> _GOAL OF THE EXERCISE_
The answer required is how many lines of the following entries contain the word "every", with no other words.

+++ DATA +++

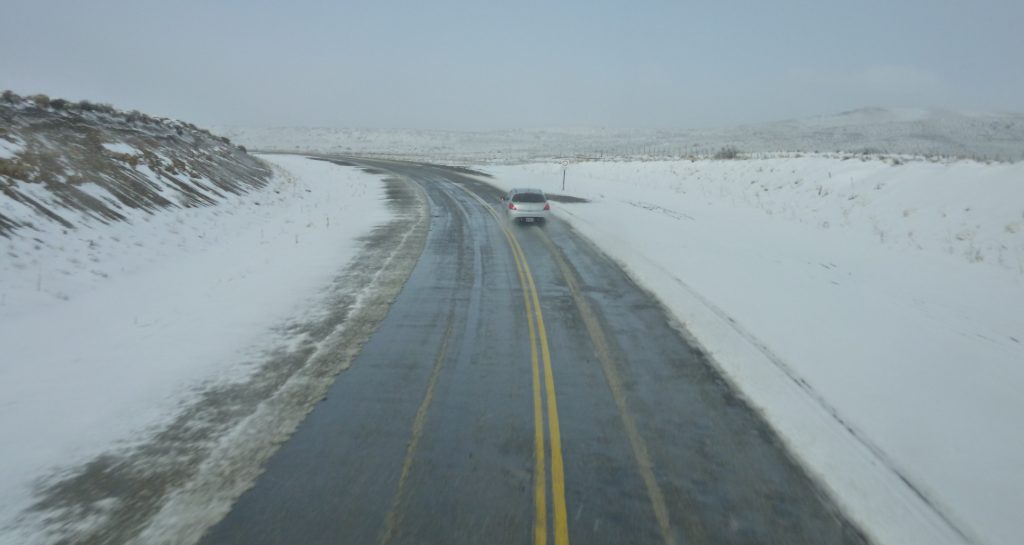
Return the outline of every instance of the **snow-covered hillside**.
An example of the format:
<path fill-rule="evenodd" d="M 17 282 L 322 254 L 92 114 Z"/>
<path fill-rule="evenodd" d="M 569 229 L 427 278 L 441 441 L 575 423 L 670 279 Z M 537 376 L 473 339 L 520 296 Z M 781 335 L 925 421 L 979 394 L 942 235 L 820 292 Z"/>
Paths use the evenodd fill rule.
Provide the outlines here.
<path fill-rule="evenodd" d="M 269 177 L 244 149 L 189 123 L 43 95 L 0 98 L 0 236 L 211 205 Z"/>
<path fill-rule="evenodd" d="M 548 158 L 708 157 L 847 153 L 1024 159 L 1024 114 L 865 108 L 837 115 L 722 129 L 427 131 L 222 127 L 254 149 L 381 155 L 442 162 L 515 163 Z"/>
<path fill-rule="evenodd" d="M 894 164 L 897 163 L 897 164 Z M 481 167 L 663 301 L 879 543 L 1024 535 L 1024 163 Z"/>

+++
+++ DATA +++

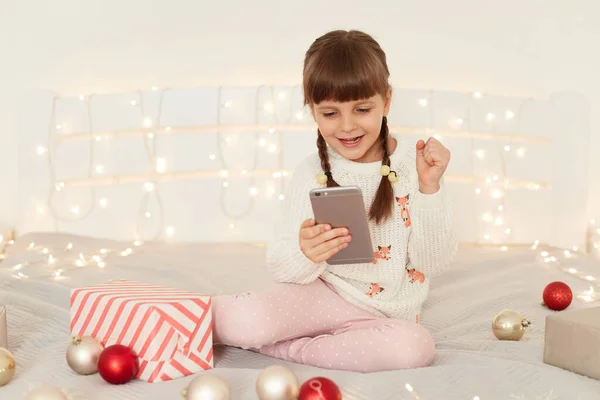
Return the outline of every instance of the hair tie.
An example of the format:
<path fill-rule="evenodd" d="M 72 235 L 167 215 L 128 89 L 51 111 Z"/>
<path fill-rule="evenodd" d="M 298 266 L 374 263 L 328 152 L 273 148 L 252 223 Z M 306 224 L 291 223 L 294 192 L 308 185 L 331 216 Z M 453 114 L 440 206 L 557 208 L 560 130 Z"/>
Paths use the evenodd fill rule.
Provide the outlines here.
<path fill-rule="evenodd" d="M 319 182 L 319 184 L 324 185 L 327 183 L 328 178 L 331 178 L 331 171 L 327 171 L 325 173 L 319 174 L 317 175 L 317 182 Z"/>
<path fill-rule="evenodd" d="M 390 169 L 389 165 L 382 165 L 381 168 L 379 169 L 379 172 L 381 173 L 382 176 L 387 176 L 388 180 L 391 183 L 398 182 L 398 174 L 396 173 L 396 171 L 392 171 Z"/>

+++
+++ DATA +++

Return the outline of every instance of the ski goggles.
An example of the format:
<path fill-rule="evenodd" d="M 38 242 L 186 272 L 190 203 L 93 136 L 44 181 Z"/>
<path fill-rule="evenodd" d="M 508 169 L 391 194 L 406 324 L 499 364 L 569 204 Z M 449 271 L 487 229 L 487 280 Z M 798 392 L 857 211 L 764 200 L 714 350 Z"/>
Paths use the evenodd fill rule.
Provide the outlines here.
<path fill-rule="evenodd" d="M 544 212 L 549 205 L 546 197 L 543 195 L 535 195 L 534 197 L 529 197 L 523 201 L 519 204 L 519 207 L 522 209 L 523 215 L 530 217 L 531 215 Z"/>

+++

> _FINAL ANSWER_
3